:: Document excerpt ::

CHAPTER FIFTEEN

“I think we’re the best team in Rhode Island,” said Keith Moors.

He was sitting with Rob Whalen and Jim Black in the cramped coach’s office, where the clock still said 6:32.

“This is how we play every year,” he continued. “We start out lousy, go through all our typical nonsense, and by the end of the year no one wants to play us. That’s how it is every year. Like we get locked in. But we’re a bad matchup for a lot of teams. Manny gets to the rim against anyone. I think Wayne’s locked in now. We’re deeper than last year.”

Whalen nodded his head.

“We’re playing our best at the right time. It’s just like last year.”

In about an hour they would be playing East Providence in the first round of the playoffs, and there was the palpable sense that this was the start of a brand-new season, as if all the old ghosts of the past ten weeks or so had somehow been exorcised. Manny was in great spirits, had been enthusiastic and energetic in practice, as if a heavy weight had been lifted from his shoulders. Wayne and the coaches seemed to have had found their separate peace, an unspoken deal in which his obvious uninterest in practice and concern for his knee was overlooked as long as he came to play in the games. It was apparent to everyone that his knee wasn’t anywhere close to 100 percent, but he wanted to play and Hope obviously needed him to play. Delonce and Johnson always were steady, always playing hard. And Ben? He had quietly come into his own; he was more confident, more self-assured on the court, his eighteen-point, fifteen-rebound performance and his late-game heroics against Cranston West vivid examples.

The players wandered in and out of the coach’s room.

“Nyblom, can I get a water?… Nyblom, when you tapin’ my ankles?… Nyblom, when we going upstairs?… Nyblom, where you at?”

On and on it went until Nyblom went to take his pregame shower, and Moors locked the door.

“GO AWAY!” he yelled as someone knocked on the door.

:::
:: Raw records ::

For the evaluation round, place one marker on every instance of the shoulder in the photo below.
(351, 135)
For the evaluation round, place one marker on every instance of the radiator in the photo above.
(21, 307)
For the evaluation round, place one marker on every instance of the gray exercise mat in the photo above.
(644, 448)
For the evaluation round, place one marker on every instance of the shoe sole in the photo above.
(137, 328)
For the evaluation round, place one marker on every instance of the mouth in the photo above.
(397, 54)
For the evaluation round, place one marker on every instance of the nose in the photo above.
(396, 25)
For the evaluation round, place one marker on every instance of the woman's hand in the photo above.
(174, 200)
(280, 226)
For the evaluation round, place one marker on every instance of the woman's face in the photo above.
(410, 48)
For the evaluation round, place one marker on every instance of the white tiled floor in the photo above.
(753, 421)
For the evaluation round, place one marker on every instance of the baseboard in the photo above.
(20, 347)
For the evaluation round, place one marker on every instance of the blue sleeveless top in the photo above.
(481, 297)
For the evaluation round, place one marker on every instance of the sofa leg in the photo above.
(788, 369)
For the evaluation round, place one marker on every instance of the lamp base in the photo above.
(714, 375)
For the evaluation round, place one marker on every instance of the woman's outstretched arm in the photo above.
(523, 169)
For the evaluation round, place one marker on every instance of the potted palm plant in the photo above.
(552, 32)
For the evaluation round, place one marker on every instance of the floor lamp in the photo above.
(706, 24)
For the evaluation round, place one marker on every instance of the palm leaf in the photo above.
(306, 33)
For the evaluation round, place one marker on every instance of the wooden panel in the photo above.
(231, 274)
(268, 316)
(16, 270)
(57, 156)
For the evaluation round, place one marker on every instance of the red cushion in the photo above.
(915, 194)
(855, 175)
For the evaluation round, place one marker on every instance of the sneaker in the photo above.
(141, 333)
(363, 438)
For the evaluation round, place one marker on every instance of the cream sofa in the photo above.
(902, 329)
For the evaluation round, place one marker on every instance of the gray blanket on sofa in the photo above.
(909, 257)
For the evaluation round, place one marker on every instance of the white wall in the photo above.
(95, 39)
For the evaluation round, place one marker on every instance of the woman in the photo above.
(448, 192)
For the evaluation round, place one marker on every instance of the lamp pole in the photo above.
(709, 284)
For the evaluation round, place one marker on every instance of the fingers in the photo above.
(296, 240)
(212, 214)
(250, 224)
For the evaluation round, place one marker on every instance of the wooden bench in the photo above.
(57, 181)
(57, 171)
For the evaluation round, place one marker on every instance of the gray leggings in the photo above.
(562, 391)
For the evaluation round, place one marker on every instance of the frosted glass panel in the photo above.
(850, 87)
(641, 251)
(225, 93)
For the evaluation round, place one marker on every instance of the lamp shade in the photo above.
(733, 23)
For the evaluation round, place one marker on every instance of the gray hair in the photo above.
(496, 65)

:::

Can you pick up the chapter about the Hope basketball team before its first playoff game and continue it from its final line?

“Where’s Nyblom at?” yelled a voice back.

“He’s in the shower,” Moors yelled back. “Give him a break. Go away. Leave him alone.”

Moors laughed.

“They’re always bitching about Dave. He’s too tough. He yells too much. He’s too demanding. Then he goes in the shower for five minutes and they can’t function. It never changes.”

A half hour later everyone was upstairs in the Health Room in their white “Refuse to Lose” T-shirts over their white uniforms, “A.F.P.” on the sleeves, the team slogan. Wayne wore a black beanie in. Nyblom had already taped a few ankles on a table in the small hallway outside the locker room. On a message board behind him were all the East Providence players and what they wanted to do in the game, alongside all of East Providence’s tendencies. All things he had gone over already.

“Okay, gentlemen,” said Nyblom. “Lose tonight and we go home.”

He paused a beat.

“And do not say a word to the referees. Not one word.”

He paused again, looked out over them.

“They don’t have your depth. They don’t have your speed. They didn’t go deep into the playoffs last year like you did. Intelligence and desire, gentlemen, intelligence and desire. So play smart, and let’s have some fun.”

“No team in the state can beat you,” added Pedro Correia.

He pointed to Johnson Weah.

“We have the best rebounder in the state.”

He pointed to Manny.

“We have the best player in the state.”

He pointed to Wayne.

“We have the best point guard in the state.”

Not that Hope really needed the pep talk. They were up ten at halftime, fifteen with 10:30 to play, and coasted to the finish. And the next afternoon they were back in the same little gym on the second floor trying to prepare for the same La Salle team that had beaten them earlier in the regular season, the game in which Wayne had sat in self-imposed exile at the end of the bench in the last minutes.

“Showtime’s here,” Moors yelled out as Wayne walked in, wearing dark blue warmups and a dark blue hood.

Practice was low key, highlighted at one point by a spirited three-on-three half-court game. Wayne sat in the bleachers. He said his knee was sore, and when he walked onto the court he shuffled along like he was sixty years old and coming off a bad night.

“Showtime’s here,” Moors called out again.

Wayne just stared at him and slowly shook his head.

Moors laughed.

Delonce was at the dentist. Johnson had come late. Everything seemed dialed down, a time out from the pressure. This, too, was part of Nyblom’s coaching style. He had come to learn that a team couldn’t go hard every day late in the season, that there was no reason to leave your game in the gym. So practices were shorter, often more varied. This one had been very loose, unstructured, and for much of the time Nyblom had been downstairs doing the team’s laundry.

Now it ended with everyone sitting at the half-court circle.

“The whole La Salle team was here last night,” he said, standing over the players. “We’re going to get their best shot.”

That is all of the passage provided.